Output the items as a numbered list, from the line with "Target: riverbank" through the end of the items, with blank lines left out. Omit the pictures from your answer.
* begin Data supplied *
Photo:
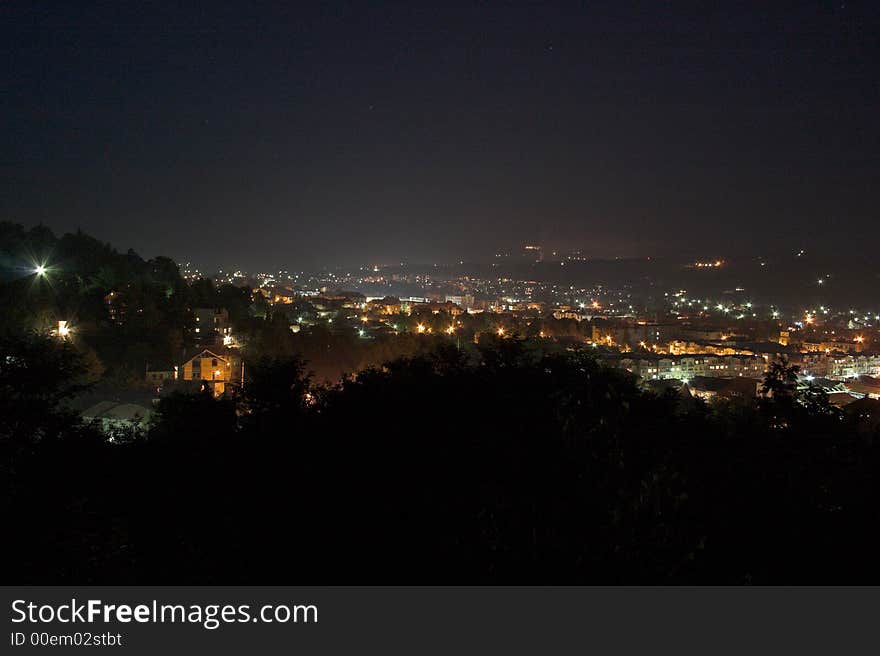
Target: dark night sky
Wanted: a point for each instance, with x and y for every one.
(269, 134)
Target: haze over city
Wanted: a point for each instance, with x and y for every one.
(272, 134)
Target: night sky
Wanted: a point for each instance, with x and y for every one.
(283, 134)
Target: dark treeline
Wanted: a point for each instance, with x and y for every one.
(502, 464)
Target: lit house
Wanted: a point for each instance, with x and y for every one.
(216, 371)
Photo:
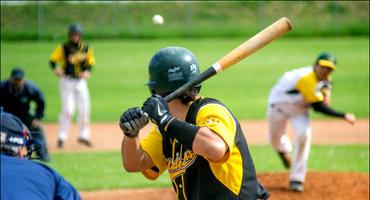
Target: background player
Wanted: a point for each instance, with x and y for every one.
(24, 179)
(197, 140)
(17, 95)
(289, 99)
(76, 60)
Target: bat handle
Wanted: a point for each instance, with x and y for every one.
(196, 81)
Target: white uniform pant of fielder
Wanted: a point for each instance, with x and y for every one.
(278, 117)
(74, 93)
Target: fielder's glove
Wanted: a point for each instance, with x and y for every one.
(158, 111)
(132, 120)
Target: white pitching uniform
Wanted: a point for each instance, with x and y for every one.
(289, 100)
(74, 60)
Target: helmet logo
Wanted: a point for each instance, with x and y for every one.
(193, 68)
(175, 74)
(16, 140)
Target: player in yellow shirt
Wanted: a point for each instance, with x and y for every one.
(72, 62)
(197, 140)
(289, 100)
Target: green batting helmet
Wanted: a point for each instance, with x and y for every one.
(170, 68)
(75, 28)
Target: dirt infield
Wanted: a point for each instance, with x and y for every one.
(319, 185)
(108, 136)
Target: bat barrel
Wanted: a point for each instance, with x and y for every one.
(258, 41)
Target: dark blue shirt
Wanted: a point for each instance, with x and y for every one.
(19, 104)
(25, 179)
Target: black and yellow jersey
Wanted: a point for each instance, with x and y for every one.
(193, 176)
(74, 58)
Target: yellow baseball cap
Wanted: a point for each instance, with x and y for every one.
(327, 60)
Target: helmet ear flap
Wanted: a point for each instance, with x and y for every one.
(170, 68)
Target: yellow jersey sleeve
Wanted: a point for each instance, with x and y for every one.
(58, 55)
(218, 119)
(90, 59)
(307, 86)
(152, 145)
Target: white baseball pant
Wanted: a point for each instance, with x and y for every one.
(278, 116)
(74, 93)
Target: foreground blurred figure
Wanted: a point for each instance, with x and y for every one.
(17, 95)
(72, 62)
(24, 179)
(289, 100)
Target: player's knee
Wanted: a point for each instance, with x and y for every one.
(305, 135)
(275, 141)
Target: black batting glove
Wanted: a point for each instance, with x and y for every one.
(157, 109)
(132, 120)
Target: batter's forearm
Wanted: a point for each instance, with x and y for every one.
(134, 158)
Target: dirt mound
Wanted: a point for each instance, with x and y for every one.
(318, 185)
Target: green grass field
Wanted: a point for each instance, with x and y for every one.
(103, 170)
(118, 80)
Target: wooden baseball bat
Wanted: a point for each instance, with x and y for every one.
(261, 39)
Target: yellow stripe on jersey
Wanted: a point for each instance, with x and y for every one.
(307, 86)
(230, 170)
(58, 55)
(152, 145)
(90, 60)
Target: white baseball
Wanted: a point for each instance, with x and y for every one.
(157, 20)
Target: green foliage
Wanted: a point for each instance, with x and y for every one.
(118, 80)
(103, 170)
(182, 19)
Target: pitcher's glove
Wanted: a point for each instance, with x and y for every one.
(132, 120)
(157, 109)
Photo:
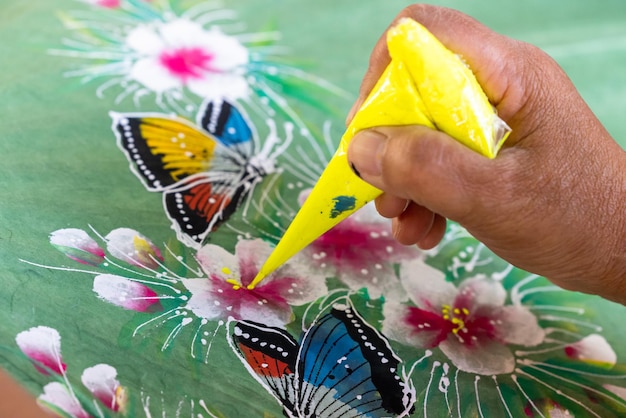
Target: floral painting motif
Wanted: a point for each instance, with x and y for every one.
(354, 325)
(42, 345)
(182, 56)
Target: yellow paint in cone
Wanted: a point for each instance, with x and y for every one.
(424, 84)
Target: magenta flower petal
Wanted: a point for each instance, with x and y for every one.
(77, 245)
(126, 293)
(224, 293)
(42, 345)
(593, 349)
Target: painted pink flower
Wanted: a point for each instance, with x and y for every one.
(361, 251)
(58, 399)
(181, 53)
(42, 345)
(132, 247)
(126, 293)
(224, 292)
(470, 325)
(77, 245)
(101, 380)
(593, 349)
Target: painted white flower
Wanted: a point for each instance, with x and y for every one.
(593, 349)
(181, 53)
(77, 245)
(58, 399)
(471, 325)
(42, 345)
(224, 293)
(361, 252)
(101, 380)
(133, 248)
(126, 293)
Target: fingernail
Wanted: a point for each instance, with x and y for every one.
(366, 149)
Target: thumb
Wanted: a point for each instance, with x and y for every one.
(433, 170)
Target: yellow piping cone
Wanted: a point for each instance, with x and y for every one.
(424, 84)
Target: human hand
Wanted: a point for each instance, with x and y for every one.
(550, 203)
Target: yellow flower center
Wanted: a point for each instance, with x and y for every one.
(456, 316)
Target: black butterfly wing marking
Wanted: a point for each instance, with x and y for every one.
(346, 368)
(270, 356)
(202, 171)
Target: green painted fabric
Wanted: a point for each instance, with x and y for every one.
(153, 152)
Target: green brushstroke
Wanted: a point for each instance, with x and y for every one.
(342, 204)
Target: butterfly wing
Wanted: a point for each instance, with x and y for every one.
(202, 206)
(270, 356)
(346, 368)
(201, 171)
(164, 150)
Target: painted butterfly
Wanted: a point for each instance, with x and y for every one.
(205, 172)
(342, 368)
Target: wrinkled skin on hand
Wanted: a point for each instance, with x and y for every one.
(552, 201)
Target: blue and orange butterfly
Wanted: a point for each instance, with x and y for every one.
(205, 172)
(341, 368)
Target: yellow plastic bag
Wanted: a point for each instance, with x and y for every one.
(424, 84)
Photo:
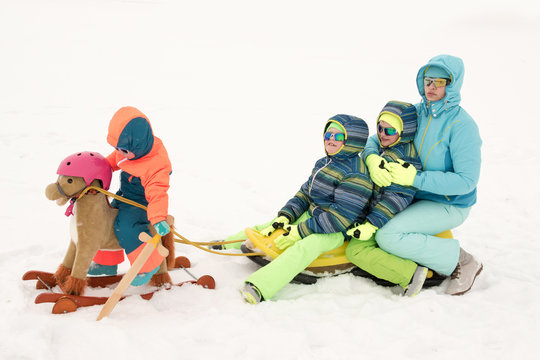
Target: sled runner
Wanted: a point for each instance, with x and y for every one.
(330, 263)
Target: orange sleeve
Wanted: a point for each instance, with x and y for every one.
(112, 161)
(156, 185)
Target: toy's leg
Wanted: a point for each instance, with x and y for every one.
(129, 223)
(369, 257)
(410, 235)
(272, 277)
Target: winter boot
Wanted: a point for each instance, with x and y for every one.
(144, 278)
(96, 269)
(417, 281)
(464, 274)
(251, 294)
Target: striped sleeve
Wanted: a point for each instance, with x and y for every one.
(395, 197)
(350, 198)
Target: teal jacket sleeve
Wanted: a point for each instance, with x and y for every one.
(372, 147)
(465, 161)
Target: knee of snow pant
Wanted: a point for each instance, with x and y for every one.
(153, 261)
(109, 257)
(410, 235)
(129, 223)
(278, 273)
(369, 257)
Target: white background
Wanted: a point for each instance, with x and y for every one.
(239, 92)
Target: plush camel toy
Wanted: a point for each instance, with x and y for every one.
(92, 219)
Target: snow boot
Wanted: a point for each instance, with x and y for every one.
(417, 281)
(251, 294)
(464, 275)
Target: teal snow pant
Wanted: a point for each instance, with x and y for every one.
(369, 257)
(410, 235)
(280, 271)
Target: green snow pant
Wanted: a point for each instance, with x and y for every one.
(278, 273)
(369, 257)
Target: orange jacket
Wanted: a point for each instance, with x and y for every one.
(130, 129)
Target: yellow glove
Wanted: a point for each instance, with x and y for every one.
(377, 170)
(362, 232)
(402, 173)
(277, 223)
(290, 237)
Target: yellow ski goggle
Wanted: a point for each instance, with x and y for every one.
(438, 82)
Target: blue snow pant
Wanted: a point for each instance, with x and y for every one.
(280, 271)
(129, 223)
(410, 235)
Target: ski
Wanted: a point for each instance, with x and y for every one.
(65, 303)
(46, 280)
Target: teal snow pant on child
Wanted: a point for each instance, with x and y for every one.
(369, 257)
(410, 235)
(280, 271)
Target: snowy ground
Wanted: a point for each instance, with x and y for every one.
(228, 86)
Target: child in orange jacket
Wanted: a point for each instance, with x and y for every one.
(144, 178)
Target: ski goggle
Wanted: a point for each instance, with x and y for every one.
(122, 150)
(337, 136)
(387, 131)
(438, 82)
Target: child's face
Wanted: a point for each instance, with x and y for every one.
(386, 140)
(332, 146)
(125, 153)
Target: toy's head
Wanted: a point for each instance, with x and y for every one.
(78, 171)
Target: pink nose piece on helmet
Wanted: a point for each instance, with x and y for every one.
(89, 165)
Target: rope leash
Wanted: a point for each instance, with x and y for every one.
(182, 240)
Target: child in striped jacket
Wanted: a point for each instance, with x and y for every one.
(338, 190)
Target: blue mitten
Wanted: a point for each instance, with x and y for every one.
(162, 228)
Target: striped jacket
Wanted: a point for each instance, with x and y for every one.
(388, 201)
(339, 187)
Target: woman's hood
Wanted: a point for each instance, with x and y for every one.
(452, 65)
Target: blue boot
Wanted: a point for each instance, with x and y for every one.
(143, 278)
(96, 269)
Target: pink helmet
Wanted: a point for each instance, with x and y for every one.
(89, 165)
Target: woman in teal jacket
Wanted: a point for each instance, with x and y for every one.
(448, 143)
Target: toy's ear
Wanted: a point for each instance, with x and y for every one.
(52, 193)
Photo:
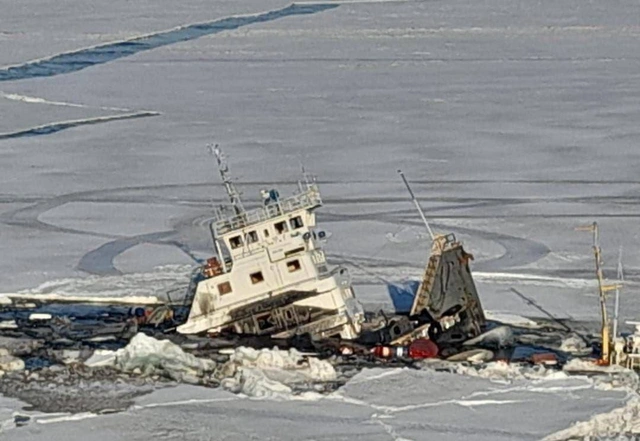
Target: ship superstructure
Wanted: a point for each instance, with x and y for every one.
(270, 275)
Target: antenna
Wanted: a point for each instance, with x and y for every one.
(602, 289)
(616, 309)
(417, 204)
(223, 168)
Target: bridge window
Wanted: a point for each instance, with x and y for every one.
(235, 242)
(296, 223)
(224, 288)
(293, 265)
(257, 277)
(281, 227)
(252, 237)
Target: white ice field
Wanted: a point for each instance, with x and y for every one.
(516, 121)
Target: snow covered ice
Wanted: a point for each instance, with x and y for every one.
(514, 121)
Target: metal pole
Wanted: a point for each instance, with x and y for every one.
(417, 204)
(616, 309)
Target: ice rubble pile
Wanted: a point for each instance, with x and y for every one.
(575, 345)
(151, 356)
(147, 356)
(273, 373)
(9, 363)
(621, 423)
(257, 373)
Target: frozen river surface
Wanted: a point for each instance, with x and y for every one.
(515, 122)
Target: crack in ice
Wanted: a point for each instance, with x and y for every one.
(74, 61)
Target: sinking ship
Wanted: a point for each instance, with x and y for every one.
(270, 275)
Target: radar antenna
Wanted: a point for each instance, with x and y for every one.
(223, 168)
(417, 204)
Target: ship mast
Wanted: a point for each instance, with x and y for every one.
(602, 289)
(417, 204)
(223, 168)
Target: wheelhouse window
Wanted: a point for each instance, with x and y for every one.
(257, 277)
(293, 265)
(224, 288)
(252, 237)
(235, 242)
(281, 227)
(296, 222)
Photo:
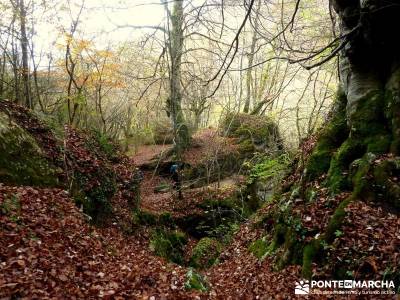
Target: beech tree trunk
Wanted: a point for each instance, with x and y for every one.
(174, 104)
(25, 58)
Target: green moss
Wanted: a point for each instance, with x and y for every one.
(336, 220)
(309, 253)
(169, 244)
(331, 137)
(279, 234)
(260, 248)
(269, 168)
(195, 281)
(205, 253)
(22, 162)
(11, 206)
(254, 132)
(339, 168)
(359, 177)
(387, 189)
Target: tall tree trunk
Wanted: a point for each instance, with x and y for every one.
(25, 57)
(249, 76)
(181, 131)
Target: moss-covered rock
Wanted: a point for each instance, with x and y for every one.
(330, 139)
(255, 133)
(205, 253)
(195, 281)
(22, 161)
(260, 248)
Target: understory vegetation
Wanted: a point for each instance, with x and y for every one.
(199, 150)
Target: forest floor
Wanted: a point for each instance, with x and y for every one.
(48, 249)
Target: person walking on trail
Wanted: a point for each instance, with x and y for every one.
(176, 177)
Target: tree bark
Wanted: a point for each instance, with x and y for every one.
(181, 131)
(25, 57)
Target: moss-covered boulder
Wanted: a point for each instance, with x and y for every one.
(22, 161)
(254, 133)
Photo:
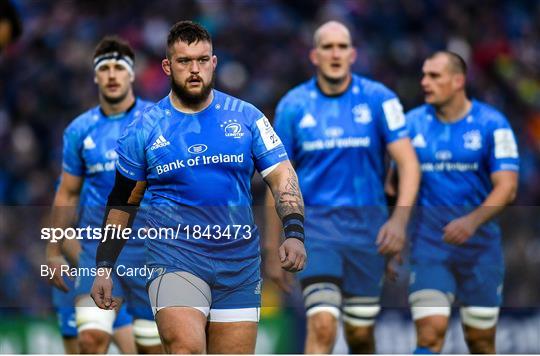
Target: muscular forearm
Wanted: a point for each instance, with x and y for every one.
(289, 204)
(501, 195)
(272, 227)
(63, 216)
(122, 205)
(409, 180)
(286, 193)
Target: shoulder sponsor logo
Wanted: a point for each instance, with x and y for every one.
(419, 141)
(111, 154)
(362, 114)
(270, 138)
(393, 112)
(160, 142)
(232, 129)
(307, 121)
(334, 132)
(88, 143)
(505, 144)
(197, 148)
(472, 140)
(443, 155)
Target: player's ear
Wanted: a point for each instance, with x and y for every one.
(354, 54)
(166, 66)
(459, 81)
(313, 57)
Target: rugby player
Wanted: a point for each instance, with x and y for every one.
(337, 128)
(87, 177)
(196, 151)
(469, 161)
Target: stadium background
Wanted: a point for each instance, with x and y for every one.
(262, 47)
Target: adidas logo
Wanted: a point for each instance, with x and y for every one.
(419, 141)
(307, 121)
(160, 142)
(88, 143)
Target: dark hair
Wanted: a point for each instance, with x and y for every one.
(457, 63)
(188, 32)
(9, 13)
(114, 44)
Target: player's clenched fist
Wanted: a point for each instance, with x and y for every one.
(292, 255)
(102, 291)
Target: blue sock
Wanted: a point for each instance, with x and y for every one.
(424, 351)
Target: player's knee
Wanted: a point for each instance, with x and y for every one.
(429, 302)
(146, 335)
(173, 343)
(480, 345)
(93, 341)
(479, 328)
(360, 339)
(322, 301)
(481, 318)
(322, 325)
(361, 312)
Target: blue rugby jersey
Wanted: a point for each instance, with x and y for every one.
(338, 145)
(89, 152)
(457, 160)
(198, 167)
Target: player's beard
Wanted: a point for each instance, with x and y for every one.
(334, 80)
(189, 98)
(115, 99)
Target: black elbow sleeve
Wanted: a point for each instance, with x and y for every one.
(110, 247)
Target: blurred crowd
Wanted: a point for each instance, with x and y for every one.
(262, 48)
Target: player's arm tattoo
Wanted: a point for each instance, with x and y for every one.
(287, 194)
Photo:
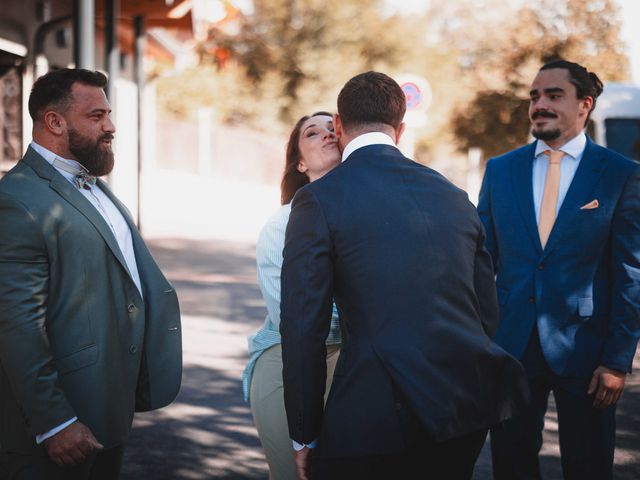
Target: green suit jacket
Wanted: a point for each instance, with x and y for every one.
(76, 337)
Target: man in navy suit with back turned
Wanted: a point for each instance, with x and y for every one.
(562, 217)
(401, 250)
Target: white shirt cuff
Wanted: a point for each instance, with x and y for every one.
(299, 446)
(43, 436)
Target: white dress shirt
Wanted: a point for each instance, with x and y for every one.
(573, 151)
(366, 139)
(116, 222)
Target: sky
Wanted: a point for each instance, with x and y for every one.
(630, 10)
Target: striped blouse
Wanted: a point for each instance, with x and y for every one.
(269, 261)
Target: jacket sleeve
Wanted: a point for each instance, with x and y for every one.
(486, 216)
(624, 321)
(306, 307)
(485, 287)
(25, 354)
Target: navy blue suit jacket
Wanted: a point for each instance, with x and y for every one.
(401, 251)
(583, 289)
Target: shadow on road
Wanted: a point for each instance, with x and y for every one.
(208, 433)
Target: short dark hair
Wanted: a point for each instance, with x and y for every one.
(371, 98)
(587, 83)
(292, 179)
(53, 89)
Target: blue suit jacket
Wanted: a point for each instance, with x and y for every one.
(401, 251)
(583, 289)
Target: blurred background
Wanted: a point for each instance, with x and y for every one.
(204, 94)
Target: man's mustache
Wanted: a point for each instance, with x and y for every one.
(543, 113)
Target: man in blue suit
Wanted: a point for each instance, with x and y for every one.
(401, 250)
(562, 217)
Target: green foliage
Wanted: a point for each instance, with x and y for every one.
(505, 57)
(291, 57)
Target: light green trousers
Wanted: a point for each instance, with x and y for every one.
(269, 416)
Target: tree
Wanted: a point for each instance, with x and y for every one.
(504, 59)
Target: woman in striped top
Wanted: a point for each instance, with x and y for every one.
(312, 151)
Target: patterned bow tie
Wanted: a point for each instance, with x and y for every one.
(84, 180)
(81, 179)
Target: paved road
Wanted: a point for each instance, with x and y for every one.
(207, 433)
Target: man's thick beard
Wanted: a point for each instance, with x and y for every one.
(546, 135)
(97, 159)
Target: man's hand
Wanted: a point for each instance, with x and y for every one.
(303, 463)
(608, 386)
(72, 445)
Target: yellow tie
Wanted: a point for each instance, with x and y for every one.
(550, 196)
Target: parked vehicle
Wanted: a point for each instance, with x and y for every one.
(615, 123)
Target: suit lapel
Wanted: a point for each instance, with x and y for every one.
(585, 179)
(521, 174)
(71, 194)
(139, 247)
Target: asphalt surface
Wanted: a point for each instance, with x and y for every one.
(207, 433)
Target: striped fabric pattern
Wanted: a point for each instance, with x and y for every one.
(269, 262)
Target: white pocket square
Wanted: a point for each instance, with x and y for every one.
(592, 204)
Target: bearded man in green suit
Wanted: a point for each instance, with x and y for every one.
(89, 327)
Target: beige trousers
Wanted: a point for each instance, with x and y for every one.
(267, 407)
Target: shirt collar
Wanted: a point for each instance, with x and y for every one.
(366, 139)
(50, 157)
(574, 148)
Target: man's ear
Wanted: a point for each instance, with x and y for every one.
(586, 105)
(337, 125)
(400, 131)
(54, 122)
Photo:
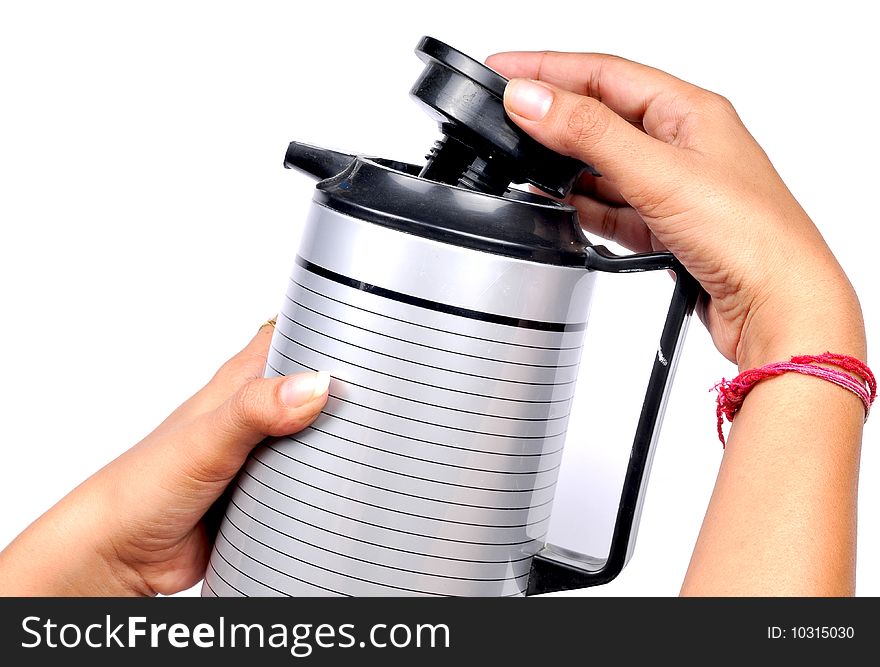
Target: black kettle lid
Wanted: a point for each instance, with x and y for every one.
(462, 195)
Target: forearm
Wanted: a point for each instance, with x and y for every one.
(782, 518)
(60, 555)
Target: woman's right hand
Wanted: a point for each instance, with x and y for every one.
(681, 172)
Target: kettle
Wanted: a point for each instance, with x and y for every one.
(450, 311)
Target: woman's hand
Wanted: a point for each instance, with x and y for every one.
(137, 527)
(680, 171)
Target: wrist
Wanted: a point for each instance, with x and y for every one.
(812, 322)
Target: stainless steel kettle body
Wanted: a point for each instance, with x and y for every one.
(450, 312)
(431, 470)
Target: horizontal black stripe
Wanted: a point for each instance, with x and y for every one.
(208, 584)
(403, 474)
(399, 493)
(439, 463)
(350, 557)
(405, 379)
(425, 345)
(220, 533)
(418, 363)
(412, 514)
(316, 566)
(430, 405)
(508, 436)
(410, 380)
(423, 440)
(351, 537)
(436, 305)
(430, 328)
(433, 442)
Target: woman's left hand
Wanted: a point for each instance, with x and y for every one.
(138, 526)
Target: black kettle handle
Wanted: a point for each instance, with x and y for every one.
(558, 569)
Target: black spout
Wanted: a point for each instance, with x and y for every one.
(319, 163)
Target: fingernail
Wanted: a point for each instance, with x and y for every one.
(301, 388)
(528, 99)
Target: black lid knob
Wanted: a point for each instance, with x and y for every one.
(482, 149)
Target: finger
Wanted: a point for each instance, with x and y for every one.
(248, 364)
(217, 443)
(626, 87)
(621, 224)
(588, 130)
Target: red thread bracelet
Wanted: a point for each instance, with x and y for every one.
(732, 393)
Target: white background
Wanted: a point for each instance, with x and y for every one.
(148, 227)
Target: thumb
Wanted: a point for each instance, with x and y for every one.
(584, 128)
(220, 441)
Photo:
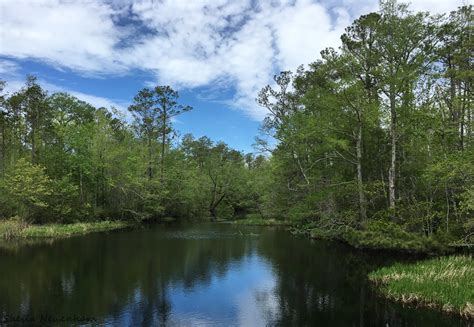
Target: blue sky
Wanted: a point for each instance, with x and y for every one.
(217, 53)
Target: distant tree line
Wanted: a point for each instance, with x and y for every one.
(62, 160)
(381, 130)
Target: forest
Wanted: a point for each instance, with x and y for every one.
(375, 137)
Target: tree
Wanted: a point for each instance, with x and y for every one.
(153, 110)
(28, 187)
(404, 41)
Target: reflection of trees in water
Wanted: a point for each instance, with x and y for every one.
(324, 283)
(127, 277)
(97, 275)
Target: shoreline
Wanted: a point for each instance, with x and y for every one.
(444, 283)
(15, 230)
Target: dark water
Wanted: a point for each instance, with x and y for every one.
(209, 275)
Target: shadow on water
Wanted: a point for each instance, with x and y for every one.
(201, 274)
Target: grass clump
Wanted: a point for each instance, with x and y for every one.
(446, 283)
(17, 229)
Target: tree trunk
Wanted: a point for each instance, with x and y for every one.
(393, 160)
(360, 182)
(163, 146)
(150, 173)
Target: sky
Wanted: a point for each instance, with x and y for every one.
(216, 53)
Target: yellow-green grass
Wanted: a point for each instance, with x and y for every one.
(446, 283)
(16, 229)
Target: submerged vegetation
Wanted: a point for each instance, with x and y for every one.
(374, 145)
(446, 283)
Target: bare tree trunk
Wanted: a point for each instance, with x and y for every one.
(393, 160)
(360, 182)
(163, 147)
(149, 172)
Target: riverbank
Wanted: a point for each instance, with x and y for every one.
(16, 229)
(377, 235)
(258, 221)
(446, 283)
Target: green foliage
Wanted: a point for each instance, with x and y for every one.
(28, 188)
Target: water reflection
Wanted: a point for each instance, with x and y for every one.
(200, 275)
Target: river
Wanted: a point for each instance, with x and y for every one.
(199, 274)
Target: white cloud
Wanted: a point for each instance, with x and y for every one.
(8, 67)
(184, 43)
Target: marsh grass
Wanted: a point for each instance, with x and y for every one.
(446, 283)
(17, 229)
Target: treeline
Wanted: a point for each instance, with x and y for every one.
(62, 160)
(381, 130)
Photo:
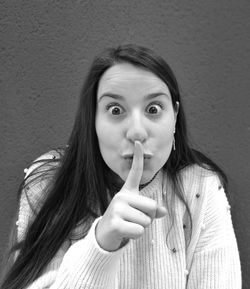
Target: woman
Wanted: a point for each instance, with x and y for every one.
* end Data supplied *
• [Written solution]
1. Target: riverbank
2. Wanted: a point for each instance, with x and y for every one.
3. (16, 229)
4. (377, 235)
5. (258, 221)
6. (446, 283)
7. Target: green foliage
8. Wanted: a point for each instance, with x and y for every one.
9. (28, 188)
10. Target: water reflection
11. Wanted: a point for each instance, with x and y for every one.
12. (200, 275)
13. Target: river
14. Wanted: a point for each instance, with x and y for every one.
15. (199, 274)
16. Target: white cloud
17. Wanted: a point for each instance, with x and y for every one.
18. (8, 67)
19. (184, 43)
20. Target: marsh grass
21. Wanted: a point for each instance, with x and y for every one.
22. (446, 283)
23. (17, 229)
24. Target: treeline
25. Wanted: a point for each instance, with x and y for every one.
26. (62, 160)
27. (381, 130)
28. Photo:
29. Target: woman
30. Wanted: a point for each instance, with x and y for every one.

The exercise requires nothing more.